_TASK ITEM_:
Return, from the lines below, each one that includes the word "hood".

Segment Open

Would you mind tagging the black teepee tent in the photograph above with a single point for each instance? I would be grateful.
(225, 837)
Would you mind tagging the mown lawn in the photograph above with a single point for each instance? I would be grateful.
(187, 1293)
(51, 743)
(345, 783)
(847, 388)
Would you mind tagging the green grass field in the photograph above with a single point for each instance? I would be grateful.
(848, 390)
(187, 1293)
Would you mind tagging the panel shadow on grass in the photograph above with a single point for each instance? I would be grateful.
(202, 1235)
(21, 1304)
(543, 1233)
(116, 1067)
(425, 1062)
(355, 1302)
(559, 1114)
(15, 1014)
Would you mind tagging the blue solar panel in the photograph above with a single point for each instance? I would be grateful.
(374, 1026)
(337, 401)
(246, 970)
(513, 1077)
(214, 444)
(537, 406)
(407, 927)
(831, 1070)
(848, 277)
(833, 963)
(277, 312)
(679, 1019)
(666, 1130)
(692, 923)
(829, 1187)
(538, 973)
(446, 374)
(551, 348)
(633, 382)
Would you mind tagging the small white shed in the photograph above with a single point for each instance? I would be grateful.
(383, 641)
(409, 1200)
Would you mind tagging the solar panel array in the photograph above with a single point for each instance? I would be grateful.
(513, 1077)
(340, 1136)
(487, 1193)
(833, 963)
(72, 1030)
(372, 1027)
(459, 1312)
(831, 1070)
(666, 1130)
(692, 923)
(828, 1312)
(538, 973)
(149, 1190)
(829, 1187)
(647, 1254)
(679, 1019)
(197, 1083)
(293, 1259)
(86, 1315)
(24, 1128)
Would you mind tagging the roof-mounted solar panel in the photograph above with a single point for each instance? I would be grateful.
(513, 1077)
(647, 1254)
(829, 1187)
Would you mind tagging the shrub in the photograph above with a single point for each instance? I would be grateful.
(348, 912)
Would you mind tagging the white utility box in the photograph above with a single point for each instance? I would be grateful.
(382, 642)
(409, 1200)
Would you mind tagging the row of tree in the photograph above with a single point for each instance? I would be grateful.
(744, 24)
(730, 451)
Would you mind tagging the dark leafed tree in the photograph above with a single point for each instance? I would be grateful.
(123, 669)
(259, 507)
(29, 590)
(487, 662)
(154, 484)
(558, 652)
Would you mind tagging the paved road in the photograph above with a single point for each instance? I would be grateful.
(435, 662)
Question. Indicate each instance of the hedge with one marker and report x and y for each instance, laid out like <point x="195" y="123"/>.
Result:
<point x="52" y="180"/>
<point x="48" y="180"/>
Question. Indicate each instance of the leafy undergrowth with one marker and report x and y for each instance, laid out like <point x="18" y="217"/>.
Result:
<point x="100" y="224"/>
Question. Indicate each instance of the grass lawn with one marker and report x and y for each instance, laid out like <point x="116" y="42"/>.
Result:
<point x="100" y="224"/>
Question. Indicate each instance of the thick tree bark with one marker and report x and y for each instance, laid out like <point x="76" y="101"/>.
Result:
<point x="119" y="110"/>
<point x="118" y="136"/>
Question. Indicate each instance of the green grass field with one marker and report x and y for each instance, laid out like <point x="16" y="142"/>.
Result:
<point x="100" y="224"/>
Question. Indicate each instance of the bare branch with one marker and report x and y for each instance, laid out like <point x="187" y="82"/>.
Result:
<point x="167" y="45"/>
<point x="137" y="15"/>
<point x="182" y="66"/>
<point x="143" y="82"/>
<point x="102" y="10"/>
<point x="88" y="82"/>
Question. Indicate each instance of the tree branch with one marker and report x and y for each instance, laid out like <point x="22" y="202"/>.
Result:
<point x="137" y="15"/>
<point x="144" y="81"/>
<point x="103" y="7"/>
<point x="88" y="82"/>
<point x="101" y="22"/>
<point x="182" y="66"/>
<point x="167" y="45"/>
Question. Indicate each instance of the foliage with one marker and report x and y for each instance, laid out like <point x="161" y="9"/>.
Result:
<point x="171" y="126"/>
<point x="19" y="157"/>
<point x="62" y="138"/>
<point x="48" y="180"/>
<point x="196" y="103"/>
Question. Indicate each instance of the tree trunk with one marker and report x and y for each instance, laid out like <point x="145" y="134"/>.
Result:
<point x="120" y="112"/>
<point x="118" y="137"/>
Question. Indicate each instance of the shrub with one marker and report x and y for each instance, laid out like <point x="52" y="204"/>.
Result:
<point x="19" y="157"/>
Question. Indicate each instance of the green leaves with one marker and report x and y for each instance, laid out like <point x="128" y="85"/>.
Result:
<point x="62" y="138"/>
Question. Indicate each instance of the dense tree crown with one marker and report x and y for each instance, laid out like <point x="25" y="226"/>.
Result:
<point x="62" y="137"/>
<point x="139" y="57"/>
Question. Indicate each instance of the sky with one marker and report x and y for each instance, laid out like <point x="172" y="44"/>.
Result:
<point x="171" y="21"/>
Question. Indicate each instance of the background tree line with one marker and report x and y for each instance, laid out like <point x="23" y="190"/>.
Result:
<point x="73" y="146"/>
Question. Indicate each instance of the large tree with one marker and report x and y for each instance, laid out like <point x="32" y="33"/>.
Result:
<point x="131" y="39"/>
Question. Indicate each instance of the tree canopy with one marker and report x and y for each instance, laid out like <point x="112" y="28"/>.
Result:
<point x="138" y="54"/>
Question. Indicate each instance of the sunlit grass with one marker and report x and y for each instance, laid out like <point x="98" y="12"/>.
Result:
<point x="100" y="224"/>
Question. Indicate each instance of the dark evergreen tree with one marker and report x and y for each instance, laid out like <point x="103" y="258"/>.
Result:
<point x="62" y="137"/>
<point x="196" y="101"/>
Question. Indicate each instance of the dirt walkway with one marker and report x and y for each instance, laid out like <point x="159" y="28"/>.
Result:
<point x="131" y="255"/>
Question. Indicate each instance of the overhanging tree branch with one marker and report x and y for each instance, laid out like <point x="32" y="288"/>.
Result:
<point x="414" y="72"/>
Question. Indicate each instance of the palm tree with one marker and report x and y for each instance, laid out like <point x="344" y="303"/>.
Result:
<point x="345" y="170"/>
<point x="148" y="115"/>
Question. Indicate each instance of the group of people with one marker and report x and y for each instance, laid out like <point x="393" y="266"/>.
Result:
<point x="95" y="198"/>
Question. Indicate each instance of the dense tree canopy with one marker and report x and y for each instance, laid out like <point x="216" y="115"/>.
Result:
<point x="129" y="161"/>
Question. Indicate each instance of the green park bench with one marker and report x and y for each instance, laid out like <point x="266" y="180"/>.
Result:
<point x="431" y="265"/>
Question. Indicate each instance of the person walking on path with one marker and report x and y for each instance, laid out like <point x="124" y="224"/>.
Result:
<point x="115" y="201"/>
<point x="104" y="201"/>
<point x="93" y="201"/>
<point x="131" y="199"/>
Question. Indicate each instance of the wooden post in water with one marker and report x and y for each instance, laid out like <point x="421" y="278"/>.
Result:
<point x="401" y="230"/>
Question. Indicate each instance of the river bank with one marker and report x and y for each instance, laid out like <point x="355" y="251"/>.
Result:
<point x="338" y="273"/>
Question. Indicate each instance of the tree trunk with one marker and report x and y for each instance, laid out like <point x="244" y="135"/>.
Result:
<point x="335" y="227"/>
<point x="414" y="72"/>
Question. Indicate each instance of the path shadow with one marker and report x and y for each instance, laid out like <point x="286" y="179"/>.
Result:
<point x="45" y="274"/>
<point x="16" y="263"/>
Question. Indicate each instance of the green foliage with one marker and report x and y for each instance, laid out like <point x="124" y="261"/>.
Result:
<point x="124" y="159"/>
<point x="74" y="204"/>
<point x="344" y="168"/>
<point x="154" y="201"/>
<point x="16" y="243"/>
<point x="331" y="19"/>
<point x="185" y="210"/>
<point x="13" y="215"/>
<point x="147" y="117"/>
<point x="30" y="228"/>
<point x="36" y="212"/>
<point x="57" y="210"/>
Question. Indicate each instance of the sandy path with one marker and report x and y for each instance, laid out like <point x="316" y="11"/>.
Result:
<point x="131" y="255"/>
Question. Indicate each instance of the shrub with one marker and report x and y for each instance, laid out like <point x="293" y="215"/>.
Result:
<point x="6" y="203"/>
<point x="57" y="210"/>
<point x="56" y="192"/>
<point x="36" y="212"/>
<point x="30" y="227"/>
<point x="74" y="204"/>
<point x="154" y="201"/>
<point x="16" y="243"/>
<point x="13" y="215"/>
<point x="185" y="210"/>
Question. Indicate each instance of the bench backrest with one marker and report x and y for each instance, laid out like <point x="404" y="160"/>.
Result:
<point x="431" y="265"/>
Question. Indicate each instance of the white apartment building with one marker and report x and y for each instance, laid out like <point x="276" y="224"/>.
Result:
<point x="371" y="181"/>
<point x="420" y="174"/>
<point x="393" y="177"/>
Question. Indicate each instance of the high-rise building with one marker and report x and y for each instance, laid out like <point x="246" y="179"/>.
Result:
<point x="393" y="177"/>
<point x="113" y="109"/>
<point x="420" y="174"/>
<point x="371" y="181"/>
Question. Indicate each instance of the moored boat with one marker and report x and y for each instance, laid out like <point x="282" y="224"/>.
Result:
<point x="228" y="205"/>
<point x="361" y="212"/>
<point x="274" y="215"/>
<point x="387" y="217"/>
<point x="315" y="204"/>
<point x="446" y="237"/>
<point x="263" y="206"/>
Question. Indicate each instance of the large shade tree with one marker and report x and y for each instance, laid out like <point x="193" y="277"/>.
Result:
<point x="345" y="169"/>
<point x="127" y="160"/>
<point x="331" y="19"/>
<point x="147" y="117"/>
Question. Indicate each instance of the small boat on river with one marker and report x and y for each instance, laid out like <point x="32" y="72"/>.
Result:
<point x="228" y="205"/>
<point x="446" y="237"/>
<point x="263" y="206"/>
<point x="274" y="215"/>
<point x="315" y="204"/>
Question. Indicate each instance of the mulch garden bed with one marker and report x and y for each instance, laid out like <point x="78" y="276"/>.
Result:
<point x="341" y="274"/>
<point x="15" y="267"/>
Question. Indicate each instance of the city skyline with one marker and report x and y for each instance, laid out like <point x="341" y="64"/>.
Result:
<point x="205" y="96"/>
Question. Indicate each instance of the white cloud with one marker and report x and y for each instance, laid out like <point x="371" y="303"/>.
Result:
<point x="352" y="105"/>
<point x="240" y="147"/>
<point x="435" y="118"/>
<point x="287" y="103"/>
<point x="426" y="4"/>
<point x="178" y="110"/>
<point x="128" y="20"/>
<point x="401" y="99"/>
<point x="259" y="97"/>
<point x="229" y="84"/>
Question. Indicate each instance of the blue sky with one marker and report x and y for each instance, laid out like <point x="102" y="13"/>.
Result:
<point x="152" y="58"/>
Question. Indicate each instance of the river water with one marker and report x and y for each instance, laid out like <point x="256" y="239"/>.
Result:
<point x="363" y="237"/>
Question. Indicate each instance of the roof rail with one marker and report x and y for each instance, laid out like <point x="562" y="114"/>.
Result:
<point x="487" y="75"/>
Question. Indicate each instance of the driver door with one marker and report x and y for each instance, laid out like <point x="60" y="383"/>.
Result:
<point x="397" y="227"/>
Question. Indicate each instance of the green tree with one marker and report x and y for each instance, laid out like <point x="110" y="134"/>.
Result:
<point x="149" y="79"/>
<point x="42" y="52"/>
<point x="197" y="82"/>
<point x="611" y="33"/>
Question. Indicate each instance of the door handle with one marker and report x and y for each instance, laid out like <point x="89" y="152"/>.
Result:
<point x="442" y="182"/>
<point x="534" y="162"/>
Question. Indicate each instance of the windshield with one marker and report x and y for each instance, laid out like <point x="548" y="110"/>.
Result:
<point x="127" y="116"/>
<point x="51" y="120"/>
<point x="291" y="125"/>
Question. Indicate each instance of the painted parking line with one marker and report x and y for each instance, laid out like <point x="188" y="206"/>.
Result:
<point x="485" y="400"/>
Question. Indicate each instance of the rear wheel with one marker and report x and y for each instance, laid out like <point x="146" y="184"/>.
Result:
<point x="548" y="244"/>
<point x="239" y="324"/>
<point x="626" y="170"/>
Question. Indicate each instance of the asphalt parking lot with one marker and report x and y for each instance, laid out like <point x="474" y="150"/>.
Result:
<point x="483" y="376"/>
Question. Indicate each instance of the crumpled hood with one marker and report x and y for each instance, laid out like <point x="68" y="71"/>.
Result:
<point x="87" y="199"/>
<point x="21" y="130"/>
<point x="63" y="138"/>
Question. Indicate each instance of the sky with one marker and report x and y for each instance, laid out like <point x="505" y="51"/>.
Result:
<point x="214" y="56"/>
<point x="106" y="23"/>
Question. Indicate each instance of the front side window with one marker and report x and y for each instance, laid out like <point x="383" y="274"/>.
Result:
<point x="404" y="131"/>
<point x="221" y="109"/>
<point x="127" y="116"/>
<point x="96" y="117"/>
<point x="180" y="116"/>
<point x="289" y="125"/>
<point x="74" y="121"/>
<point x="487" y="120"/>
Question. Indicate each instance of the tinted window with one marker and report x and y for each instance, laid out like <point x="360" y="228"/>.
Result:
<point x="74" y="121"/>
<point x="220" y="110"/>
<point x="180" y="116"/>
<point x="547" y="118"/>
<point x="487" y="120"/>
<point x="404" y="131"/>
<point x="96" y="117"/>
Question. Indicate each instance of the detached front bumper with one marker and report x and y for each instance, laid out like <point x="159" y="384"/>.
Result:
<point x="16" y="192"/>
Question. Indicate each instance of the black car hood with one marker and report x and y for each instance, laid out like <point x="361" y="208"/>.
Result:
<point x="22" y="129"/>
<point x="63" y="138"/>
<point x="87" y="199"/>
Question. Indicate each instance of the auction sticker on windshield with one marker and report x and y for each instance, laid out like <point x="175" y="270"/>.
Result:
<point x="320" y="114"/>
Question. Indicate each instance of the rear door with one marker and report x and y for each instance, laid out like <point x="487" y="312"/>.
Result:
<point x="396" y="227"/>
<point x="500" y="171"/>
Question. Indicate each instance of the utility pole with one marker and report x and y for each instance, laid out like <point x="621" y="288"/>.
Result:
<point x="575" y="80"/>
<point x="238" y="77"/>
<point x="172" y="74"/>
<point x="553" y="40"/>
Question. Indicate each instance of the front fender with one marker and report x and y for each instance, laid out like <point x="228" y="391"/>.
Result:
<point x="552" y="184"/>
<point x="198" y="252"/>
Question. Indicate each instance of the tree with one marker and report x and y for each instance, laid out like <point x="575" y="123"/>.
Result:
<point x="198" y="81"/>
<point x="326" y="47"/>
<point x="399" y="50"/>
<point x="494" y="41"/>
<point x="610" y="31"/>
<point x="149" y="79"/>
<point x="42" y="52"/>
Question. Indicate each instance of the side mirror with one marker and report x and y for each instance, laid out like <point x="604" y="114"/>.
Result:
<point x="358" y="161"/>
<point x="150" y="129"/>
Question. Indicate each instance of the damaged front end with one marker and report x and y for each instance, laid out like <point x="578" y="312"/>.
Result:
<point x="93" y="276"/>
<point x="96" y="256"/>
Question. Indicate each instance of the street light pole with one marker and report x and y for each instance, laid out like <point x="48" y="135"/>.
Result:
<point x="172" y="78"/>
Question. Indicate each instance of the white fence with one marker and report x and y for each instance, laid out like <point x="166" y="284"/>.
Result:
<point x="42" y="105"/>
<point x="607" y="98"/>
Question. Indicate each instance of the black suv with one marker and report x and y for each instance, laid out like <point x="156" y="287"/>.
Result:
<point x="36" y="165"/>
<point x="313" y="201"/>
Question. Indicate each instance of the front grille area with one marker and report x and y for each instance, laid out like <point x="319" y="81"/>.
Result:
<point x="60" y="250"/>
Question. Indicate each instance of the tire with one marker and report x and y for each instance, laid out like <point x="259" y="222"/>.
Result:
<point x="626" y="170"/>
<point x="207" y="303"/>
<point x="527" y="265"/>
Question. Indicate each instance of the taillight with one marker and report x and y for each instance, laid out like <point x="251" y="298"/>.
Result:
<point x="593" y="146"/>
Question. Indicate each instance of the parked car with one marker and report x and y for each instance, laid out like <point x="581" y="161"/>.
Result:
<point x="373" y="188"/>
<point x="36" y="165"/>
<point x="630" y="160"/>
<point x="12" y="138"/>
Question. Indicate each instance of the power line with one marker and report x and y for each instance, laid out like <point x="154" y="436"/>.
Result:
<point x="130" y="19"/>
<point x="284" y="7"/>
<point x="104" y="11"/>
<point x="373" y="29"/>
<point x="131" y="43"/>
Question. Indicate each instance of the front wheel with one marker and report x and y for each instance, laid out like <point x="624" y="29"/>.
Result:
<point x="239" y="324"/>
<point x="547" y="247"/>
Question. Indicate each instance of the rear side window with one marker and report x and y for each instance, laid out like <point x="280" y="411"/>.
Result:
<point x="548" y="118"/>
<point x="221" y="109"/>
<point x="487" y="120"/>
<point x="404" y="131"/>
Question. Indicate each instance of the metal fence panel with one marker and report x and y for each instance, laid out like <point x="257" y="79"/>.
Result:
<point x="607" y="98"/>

Segment Closed

_ANSWER TO THE PROBLEM_:
Question. Indicate each instance of the crumpled hood with one marker and report x and y for each instance, laid out like <point x="68" y="71"/>.
Question. Indicate each instance of the black car hood with one marker and report x and y for each instance, laid out like <point x="361" y="208"/>.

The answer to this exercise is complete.